- Task objective:
Which lines of the material below contain the word "outline"? Report each such line in full, matching case exactly.

-=-=-=-=-

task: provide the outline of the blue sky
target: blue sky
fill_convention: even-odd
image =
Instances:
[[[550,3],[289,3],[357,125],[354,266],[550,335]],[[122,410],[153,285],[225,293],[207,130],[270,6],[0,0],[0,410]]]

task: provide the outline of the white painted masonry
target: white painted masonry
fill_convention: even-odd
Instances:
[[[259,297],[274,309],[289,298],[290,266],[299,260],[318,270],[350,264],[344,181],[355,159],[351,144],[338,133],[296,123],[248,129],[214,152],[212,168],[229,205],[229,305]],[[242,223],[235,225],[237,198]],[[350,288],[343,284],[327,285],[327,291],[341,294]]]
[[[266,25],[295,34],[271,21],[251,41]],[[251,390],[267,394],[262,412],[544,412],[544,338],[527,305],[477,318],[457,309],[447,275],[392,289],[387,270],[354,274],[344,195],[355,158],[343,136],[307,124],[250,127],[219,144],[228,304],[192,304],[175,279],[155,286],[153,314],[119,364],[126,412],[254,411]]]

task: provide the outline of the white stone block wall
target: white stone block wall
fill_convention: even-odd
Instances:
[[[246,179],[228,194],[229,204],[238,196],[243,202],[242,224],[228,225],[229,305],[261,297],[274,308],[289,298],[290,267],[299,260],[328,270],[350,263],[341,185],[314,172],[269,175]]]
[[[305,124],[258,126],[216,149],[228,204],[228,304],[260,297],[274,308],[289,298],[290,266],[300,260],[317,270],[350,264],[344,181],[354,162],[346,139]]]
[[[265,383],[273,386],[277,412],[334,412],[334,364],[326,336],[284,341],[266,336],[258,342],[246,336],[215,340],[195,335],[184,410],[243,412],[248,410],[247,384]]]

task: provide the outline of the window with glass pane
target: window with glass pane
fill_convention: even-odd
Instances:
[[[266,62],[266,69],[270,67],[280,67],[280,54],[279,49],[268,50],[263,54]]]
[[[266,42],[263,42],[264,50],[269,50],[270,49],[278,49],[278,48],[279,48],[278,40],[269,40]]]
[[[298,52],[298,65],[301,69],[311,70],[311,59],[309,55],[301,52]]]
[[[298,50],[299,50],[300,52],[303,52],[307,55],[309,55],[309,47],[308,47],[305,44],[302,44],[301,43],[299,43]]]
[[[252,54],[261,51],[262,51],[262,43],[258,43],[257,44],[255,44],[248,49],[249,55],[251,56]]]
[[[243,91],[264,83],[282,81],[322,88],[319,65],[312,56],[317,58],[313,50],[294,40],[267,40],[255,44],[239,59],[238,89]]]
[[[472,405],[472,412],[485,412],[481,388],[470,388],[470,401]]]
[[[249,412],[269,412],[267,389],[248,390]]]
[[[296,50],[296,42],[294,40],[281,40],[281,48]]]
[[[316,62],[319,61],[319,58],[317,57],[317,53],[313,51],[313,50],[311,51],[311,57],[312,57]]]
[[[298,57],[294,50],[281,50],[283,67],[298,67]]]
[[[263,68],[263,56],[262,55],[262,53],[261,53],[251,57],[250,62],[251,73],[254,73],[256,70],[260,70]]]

-=-=-=-=-

- Reply to the task:
task: provide the outline of the blue sky
task: provide the outline of the white painted masonry
task: provide the outline of the white stone block wall
task: provide the outline of the window with glass pane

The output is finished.